--- DATA LISTING Enclosed Below ---
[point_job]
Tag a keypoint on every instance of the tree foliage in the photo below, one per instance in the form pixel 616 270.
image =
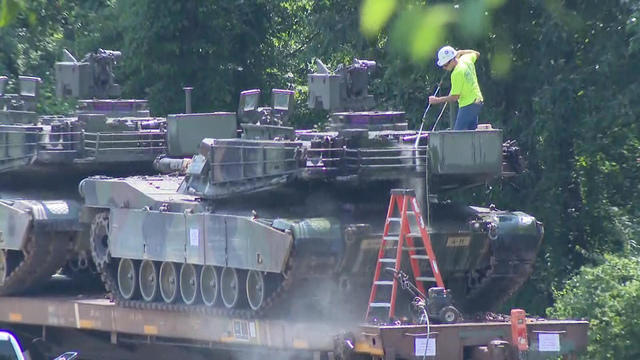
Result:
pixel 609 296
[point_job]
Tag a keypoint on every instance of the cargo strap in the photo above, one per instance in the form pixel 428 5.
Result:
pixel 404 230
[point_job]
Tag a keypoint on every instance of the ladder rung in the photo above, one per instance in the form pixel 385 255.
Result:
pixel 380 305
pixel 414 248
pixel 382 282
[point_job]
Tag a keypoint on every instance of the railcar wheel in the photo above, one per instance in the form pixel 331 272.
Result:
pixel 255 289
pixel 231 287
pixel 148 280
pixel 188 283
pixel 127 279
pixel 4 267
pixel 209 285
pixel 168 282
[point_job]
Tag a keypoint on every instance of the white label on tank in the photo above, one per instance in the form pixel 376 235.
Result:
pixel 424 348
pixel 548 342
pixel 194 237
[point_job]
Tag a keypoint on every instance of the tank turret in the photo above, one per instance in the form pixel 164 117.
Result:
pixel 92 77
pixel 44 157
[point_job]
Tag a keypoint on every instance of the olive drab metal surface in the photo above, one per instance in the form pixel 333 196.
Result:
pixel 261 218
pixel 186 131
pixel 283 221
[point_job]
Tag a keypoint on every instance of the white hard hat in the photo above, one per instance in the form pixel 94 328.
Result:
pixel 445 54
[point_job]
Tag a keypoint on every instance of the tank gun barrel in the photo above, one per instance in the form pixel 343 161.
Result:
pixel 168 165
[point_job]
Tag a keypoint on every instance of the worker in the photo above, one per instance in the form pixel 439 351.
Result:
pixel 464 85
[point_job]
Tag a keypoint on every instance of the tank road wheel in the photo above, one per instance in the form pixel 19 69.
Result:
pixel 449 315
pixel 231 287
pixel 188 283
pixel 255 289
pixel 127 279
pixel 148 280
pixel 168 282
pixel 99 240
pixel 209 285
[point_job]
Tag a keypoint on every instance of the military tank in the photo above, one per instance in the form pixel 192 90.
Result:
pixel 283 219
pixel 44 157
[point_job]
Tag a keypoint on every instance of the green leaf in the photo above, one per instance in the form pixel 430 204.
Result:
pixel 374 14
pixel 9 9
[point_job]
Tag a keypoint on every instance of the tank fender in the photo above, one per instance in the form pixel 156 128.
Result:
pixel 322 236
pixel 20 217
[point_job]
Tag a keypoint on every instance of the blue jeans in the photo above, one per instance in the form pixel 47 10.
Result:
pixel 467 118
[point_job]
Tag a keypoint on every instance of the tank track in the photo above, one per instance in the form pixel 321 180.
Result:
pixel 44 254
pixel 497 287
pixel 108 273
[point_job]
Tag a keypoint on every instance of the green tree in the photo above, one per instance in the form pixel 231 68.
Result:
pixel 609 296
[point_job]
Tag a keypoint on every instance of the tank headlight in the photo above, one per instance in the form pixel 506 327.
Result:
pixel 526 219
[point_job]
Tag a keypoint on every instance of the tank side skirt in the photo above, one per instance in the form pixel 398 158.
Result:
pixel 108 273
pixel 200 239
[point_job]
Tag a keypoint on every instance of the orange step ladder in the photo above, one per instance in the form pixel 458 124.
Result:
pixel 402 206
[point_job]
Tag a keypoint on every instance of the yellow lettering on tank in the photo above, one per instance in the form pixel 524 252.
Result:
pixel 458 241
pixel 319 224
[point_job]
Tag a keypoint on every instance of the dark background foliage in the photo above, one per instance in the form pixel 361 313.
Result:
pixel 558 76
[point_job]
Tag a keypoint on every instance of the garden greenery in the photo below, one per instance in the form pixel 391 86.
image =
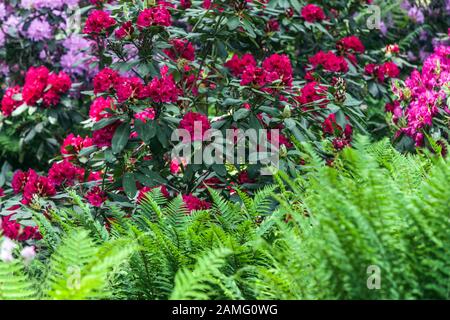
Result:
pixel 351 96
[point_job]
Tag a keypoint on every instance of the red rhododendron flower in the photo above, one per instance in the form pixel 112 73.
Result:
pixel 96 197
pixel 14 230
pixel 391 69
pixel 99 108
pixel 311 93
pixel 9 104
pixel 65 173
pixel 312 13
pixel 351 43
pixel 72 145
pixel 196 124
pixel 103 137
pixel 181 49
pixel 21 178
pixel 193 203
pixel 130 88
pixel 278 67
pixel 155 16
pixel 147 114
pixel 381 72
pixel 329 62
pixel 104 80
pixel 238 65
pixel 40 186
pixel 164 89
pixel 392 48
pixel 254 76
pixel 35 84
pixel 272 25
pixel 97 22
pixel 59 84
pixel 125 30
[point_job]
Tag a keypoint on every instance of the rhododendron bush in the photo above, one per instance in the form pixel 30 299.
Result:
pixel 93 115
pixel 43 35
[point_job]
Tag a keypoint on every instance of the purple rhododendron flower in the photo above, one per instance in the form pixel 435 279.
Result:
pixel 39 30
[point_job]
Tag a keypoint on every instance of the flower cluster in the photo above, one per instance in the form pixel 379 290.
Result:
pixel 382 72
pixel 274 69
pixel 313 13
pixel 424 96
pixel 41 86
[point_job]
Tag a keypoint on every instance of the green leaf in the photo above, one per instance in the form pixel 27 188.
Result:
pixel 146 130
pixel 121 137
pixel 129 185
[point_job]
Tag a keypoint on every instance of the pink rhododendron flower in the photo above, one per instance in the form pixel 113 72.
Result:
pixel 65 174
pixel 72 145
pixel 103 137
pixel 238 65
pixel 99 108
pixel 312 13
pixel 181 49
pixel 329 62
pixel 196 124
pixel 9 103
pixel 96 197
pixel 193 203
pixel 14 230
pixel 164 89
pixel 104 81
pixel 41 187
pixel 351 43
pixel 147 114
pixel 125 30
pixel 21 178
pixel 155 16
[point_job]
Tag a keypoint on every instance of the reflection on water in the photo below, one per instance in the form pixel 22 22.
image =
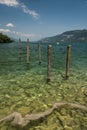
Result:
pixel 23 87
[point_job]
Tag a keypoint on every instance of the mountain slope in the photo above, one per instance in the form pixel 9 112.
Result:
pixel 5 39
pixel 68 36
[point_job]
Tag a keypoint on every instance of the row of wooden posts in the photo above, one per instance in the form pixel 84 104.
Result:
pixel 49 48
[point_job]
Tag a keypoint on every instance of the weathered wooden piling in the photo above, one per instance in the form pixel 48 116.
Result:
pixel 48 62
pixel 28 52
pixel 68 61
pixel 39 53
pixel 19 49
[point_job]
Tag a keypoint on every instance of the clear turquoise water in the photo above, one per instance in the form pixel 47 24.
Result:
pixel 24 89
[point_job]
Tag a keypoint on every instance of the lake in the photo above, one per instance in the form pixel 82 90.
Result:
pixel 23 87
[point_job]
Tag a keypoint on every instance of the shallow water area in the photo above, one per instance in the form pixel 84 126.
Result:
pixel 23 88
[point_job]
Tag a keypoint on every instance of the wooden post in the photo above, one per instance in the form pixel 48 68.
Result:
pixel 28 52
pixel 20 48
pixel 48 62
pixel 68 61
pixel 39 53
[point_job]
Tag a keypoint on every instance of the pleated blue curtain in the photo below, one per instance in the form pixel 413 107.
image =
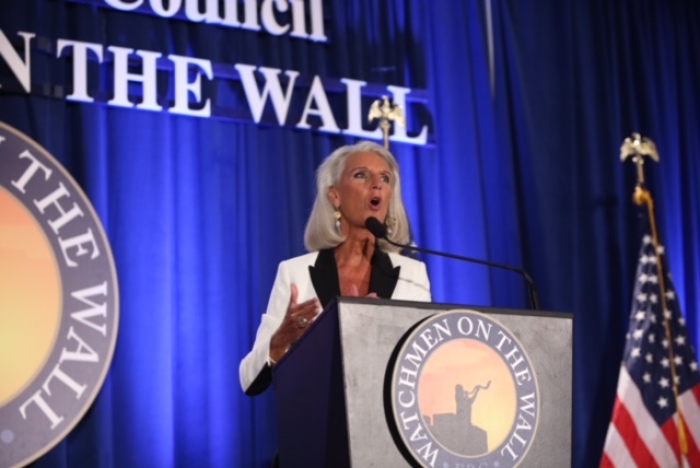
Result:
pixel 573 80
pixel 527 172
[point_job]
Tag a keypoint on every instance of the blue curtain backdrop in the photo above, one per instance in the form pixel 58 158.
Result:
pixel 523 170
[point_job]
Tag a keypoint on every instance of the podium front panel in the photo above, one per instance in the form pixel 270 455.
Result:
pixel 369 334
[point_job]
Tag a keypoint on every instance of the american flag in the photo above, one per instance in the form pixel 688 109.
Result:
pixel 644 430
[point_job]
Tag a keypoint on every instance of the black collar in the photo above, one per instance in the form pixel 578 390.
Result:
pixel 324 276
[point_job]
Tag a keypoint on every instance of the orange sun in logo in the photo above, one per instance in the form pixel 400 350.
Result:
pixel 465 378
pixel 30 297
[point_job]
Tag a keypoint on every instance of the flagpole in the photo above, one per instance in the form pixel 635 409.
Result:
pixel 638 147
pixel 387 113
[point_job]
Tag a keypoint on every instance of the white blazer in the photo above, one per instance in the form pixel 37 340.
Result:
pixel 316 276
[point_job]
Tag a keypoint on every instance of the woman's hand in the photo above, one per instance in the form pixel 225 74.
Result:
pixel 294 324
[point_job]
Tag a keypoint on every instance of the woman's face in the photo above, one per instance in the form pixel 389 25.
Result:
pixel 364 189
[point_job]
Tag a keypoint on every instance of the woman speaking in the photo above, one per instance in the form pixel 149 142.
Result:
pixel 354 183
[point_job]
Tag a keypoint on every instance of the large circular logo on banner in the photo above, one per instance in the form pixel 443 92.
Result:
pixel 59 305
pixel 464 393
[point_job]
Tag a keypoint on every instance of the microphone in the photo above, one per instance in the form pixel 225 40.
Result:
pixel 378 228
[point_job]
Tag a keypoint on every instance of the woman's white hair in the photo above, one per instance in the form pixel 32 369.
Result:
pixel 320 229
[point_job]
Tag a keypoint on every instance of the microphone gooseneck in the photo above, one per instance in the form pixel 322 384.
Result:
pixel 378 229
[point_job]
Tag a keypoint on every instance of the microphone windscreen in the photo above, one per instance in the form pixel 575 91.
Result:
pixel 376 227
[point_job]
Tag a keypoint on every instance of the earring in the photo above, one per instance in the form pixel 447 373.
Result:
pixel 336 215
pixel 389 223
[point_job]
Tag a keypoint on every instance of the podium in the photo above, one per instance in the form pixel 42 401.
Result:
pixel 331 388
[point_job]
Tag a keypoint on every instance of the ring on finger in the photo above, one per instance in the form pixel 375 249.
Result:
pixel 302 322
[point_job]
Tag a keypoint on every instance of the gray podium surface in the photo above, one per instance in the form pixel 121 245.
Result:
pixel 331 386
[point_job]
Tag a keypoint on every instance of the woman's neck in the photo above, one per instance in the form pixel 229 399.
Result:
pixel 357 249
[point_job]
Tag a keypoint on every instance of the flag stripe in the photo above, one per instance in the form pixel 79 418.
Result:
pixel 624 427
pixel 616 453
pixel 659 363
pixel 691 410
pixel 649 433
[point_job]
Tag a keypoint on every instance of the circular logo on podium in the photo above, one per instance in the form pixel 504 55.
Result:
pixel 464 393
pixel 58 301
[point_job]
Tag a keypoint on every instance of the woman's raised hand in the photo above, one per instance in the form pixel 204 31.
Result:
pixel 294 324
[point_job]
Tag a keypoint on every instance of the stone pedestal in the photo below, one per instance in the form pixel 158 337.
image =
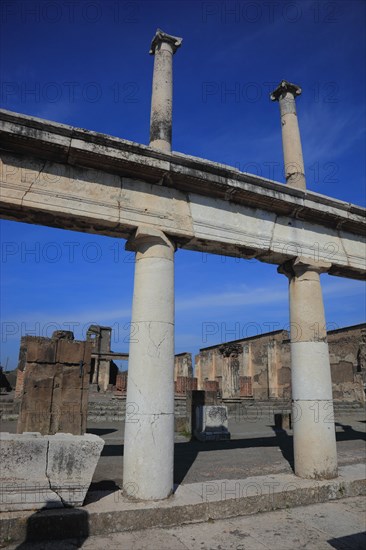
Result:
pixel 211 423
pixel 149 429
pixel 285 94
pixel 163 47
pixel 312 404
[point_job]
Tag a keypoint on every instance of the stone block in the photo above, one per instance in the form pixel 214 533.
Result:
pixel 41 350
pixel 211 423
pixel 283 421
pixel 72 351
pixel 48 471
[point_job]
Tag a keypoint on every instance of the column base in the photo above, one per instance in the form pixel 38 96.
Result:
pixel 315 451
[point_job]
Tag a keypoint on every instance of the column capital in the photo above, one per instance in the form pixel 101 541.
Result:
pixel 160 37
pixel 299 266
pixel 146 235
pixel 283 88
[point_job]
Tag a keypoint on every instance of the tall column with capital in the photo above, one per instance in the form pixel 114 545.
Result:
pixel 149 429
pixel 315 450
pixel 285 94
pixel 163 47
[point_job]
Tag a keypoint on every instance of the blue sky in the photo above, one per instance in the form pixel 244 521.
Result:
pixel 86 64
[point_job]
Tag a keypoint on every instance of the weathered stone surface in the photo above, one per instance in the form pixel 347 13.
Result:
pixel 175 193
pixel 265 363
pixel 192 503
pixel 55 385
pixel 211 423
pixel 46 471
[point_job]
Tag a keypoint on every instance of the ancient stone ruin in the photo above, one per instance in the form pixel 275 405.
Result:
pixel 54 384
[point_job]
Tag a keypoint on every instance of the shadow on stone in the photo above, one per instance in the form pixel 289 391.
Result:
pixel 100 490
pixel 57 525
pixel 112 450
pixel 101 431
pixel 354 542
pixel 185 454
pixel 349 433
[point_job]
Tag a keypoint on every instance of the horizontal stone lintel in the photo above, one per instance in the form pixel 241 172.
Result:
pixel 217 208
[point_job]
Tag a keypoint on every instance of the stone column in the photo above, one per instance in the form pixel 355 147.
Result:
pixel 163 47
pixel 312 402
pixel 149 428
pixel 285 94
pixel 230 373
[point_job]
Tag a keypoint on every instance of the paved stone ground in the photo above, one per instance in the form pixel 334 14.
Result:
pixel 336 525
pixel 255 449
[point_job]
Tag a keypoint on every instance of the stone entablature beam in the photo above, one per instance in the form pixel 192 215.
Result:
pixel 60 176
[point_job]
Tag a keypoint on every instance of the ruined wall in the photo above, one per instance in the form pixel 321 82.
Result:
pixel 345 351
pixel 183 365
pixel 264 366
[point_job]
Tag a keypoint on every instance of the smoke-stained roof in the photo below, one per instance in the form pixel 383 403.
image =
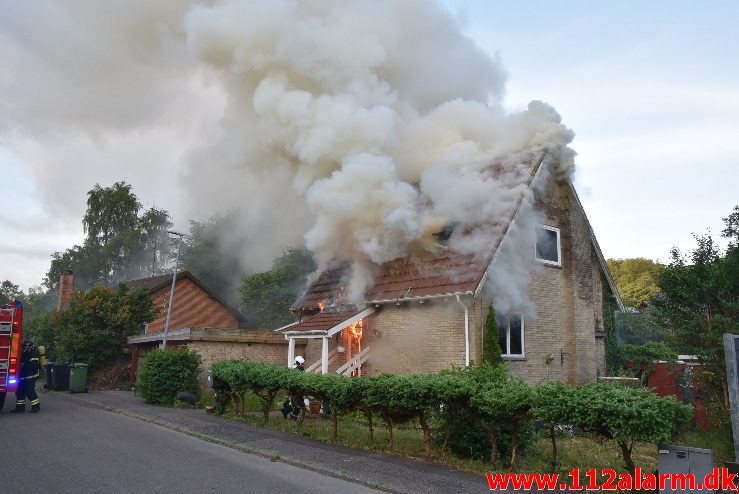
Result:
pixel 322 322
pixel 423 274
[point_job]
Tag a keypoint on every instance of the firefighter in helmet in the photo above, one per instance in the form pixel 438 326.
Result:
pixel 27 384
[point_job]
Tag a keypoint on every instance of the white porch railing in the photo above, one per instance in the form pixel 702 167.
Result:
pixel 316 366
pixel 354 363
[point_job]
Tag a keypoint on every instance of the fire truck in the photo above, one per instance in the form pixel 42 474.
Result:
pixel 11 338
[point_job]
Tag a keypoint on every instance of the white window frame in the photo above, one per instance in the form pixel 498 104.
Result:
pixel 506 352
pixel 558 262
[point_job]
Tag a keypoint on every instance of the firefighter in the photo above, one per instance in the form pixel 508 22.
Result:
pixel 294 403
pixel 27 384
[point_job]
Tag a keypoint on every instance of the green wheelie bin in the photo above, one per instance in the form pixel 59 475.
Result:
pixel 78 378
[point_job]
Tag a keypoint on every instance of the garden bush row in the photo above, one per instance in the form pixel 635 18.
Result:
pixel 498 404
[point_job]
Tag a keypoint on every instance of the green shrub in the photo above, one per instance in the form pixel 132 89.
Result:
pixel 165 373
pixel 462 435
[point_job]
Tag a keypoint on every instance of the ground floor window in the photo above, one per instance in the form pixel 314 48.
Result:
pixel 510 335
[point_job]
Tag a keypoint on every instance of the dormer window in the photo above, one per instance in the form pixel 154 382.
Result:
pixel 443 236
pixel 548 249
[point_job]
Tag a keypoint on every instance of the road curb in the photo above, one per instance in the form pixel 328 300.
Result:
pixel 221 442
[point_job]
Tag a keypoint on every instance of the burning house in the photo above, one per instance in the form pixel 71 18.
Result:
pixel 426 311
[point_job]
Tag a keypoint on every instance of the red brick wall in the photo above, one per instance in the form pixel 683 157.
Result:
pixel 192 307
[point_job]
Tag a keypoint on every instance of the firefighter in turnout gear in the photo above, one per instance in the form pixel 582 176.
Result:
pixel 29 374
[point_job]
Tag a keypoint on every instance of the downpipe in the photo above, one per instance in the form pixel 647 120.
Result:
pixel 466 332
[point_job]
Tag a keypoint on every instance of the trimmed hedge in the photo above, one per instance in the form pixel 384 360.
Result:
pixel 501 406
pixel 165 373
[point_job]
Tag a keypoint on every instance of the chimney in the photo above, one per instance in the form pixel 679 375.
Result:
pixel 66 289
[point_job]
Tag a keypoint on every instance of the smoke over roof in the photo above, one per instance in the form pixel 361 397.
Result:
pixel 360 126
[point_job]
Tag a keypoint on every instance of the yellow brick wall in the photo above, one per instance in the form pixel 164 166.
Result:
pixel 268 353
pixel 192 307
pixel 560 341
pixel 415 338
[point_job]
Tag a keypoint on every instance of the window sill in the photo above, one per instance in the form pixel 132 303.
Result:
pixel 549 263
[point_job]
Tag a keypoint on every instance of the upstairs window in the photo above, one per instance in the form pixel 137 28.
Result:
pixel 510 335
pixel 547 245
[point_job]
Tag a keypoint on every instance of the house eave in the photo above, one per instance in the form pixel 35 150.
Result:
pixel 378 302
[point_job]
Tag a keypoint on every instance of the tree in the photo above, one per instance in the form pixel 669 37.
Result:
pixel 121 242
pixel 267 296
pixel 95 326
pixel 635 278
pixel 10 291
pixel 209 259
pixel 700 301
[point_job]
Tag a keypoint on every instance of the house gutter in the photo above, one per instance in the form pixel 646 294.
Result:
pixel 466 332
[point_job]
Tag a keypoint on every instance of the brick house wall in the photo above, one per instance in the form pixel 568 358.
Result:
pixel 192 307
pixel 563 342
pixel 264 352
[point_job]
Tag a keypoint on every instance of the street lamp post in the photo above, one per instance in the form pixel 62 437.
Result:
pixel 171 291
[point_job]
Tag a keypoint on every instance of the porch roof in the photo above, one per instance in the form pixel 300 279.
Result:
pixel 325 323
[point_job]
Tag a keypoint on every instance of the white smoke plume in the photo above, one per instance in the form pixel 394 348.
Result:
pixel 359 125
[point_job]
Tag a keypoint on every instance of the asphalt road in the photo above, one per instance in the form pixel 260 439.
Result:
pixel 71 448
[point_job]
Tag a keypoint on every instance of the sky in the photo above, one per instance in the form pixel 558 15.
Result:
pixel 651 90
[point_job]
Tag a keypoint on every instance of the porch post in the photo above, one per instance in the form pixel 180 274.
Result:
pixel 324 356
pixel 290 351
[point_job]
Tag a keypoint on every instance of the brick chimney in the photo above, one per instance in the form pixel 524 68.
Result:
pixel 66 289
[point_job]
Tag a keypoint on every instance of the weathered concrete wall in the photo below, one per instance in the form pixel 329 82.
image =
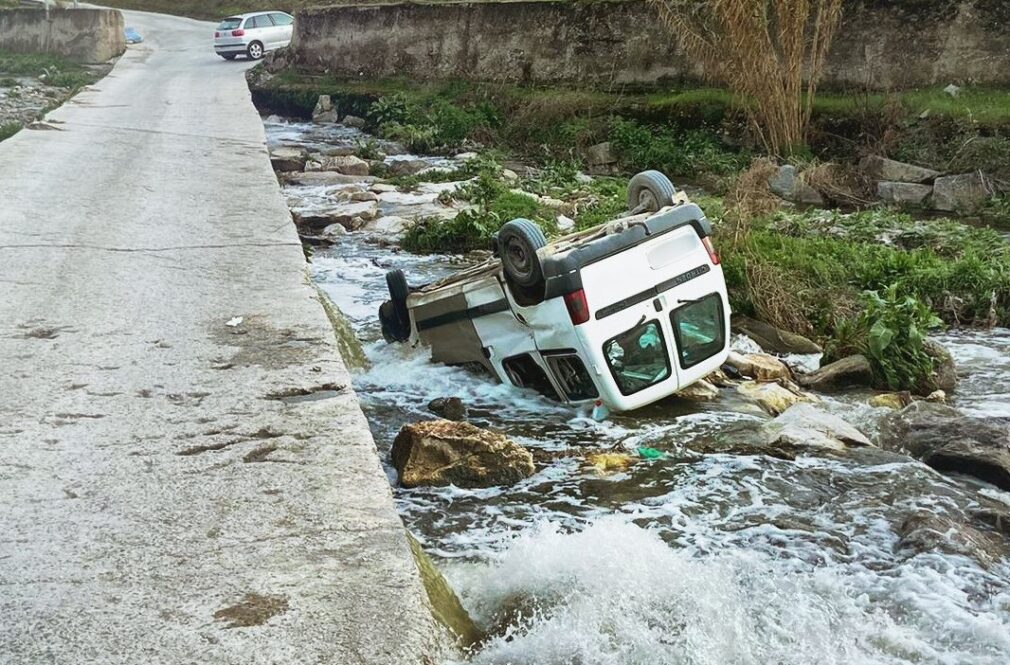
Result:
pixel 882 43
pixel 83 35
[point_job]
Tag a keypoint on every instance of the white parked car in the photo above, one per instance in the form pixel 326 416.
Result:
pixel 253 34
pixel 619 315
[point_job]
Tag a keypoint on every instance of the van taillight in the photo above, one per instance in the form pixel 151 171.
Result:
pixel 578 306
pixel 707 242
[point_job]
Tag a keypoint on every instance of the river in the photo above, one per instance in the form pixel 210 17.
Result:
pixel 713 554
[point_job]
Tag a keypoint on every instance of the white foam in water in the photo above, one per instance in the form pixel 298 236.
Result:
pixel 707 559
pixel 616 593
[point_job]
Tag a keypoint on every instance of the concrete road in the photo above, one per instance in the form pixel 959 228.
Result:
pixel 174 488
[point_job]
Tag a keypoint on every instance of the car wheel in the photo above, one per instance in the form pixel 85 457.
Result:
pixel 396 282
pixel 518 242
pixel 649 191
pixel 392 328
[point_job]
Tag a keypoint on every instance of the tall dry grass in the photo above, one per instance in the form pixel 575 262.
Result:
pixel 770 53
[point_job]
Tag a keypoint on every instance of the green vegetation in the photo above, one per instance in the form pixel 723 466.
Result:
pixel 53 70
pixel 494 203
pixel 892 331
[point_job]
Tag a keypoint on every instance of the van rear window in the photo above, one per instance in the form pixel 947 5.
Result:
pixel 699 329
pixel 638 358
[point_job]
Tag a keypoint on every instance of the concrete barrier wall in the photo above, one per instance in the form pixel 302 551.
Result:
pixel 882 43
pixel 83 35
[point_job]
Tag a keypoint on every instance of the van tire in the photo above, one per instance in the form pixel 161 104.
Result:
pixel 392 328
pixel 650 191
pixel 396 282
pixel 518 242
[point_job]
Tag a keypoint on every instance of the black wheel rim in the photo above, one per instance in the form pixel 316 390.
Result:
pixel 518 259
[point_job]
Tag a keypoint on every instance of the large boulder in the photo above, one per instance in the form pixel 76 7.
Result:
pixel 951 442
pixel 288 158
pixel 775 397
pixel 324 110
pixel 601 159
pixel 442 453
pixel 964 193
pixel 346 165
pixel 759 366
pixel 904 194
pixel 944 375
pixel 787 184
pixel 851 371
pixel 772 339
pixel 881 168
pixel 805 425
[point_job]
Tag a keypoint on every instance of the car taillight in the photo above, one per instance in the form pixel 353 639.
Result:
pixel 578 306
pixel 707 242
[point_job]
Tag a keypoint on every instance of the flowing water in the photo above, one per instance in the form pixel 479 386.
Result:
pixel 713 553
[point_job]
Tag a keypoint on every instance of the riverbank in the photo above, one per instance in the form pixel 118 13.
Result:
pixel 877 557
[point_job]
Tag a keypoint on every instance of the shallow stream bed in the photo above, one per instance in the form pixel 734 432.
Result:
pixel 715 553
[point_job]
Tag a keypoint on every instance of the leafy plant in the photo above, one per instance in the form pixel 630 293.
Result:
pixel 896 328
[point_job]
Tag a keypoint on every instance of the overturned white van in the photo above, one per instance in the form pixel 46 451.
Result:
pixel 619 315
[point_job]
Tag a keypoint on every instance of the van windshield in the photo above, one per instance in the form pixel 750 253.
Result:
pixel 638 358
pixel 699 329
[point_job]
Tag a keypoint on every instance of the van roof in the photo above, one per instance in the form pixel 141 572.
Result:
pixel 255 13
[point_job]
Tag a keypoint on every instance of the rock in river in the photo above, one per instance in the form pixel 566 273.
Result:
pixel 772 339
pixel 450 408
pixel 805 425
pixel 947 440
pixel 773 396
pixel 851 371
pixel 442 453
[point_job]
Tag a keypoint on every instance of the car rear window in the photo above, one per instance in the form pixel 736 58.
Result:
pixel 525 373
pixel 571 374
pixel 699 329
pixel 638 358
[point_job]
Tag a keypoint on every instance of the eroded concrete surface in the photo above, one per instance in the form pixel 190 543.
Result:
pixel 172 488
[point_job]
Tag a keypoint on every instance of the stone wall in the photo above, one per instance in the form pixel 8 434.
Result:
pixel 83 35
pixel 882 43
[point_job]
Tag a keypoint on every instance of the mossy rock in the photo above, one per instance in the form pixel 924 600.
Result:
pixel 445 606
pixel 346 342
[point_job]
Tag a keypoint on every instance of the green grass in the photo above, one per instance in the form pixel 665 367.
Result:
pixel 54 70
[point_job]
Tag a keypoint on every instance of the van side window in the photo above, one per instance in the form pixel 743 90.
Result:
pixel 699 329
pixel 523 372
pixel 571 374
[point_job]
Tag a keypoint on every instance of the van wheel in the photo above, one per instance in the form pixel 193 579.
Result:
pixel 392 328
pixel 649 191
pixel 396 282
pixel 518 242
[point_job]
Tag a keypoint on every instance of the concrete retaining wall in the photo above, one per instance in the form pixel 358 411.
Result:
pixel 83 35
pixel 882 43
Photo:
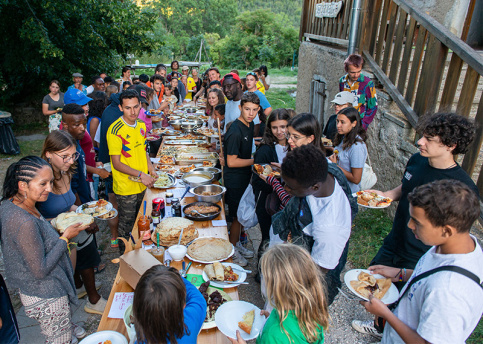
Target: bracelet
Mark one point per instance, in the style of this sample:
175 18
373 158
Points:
--- End of Enclosed DATA LISTING ---
- PROBLEM TO SOLVE -
The lines to return are those in the material above that hold "taillight".

- ANSWER FOR THE TASK -
Tag a keypoint on every instance of the van taillight in the photo above, one per instance in the form pixel 151 171.
Tag a keypoint on every instance of the car taillight in the photo above, one per instance in the form pixel 353 639.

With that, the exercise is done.